[Recorded data]
------------------------

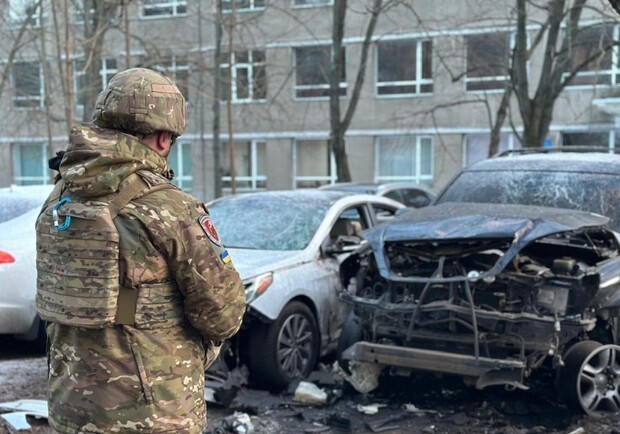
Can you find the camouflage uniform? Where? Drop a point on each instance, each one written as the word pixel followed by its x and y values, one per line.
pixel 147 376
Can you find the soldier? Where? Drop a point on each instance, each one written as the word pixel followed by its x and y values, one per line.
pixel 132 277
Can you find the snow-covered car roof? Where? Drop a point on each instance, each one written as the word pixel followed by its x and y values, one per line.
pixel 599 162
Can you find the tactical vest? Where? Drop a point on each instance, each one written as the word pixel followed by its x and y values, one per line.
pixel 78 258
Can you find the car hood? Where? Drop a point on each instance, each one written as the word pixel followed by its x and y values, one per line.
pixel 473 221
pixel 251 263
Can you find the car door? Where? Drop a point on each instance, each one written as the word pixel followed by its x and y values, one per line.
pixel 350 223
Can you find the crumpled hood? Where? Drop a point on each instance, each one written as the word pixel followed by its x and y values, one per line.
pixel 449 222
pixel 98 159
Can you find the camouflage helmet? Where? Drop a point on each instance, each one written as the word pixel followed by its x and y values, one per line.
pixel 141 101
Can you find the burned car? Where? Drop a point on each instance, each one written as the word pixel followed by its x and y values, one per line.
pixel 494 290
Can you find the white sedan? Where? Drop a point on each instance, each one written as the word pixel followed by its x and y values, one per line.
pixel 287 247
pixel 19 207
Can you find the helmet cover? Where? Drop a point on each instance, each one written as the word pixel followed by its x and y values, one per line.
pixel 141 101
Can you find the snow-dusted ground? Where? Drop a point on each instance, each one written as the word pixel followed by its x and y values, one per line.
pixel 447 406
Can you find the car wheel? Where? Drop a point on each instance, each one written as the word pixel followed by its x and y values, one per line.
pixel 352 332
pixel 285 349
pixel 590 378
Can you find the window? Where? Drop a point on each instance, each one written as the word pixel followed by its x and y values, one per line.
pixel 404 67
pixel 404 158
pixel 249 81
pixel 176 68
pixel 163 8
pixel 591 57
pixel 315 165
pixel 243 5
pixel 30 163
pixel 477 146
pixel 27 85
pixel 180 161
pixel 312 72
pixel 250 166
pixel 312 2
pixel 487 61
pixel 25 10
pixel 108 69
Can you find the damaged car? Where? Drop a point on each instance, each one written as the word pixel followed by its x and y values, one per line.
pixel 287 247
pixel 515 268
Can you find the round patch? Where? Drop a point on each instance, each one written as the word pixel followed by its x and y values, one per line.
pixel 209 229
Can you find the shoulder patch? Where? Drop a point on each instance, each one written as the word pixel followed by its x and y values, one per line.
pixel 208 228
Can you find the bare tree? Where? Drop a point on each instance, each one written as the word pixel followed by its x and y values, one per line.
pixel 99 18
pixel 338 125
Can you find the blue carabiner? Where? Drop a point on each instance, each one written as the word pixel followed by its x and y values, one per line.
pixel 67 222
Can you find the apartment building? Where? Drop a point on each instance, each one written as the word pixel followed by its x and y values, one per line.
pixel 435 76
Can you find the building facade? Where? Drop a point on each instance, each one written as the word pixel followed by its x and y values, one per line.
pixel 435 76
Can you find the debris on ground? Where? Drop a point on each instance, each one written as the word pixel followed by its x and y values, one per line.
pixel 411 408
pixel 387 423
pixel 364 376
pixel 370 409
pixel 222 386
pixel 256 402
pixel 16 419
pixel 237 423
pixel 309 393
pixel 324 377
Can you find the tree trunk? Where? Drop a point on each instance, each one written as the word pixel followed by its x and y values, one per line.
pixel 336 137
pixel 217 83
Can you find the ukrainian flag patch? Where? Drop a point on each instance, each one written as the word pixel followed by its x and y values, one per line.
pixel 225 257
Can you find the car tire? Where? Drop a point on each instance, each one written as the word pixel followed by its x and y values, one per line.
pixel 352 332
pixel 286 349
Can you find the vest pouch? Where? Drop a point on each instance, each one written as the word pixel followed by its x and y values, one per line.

------------------------

**WORK REQUEST**
Should a record include a picture, omit it from your copy and return the rest unchanged.

**RESPONSE TO THIS TASK**
Can you find the camouflage uniform? Where? Drop a point on each instance, each one written as the word pixel followed by its x and y values, one per line.
pixel 147 376
Can you find the soldier? Where? Drop a point on each instance, each one written as the word pixel followed by its x and y values, one per line.
pixel 132 277
Can you find the snow-covered car roof? Where? Drop a point on each instance, each one written as the word pixel followed by its x and y values, one per line.
pixel 599 162
Can you find the tactical vest? Where? Drop a point on each instance, each one written as the word pixel followed by its x and y values, one per line.
pixel 78 258
Can you find the car hood? Where? Drop a point on each instance, each one written as the word pixel followed by its x and y values, one per line.
pixel 473 221
pixel 251 263
Can you find the car door? Where? Drop a point on each instance, each one written as the word pixel followed by its x and y values, one per line.
pixel 350 223
Can you find the crumpled hood? Where? Drop a point on each instance, each one written as the word pixel followed by its x and y values, one per line.
pixel 449 222
pixel 98 159
Can you find the camouflage helmet? Where? Drop a point on each instance, each one written as the word pixel followed by its x and y values, one per line.
pixel 141 101
Can you find the burned car? Where? Drop a point on each instance, each one written as the word pixel followed by its x and y values, one per line.
pixel 494 290
Can you find the white sedan? Where? Drop a point on each instance, each one written as the word pixel followed by its x and y values, one per line.
pixel 287 247
pixel 19 207
Can you find the helmet cover? Where? Drop a point on each instance, each one written as the word pixel followed by its x and y values, one per line.
pixel 141 101
Can you find the snow-dusted ground? Where? Drop a point on each instance, each one written as the word pixel followed by its x and y values, one per line.
pixel 447 406
Can you find the car wheel? Where? Drop a point on each instance, each one written as the word pixel followed by its x and y values, one per line.
pixel 352 332
pixel 285 349
pixel 590 378
Can you find the window? Where? Drop a point on each instance, each one written as the word pixel followed by its x and y values, one per line.
pixel 404 67
pixel 404 158
pixel 249 81
pixel 176 68
pixel 163 8
pixel 591 57
pixel 315 165
pixel 243 5
pixel 30 163
pixel 477 146
pixel 27 85
pixel 180 161
pixel 312 72
pixel 250 166
pixel 312 2
pixel 487 61
pixel 25 10
pixel 108 69
Can you find the damaged car? Where? Drop a point on each instance, each one written as the word pixel followed by its x and y values, one per line.
pixel 287 247
pixel 515 268
Can you find the round patch? Where? Drop a point on each instance, each one written as the word pixel followed by its x and y values, one per line.
pixel 209 229
Can you find the shoulder patch? Where? Drop a point on each instance, each one written as the word pixel followed by its x and y values, one per line.
pixel 208 228
Can you find the bare tree? Where? Drop a point on each instance, each one written as the word pixel followed by its x and y values, one per line.
pixel 99 18
pixel 338 125
Can you find the blue carabiner? Where? Drop a point on each instance, each one written as the word pixel followed by its x and y values, one per line.
pixel 67 222
Can you find the apartment building? Where? Drop a point on each instance, each one written as the word pixel followed by its x and y values, one per line.
pixel 435 76
Can you find the building facade? Where? Drop a point on each instance, each one written as the word pixel followed by its x and y values, one per line.
pixel 435 76
Can you find the debris on ground? Where? Drop a point on each instance, each one written as the word pixel followed by its x and y values, one per line.
pixel 411 408
pixel 387 423
pixel 364 376
pixel 370 409
pixel 222 386
pixel 256 402
pixel 16 419
pixel 237 423
pixel 309 393
pixel 324 377
Can you find the tree trunk? Where? Drop a point on each instance, each one written as the word pixel followed by its x and y values, one per line.
pixel 336 137
pixel 217 83
Can you find the ukrainian flag patch? Where? Drop a point on each instance, each one written as the word pixel followed by its x and y values, one per line.
pixel 225 257
Can you find the car tire? Where? Drop a point on each instance, each one written as the word pixel followed by its x and y values, one per line.
pixel 352 332
pixel 286 349
Can you find the vest pouch? Where? Drop a point on each instance, each one written as the word pixel followed by its x and y values, one per line.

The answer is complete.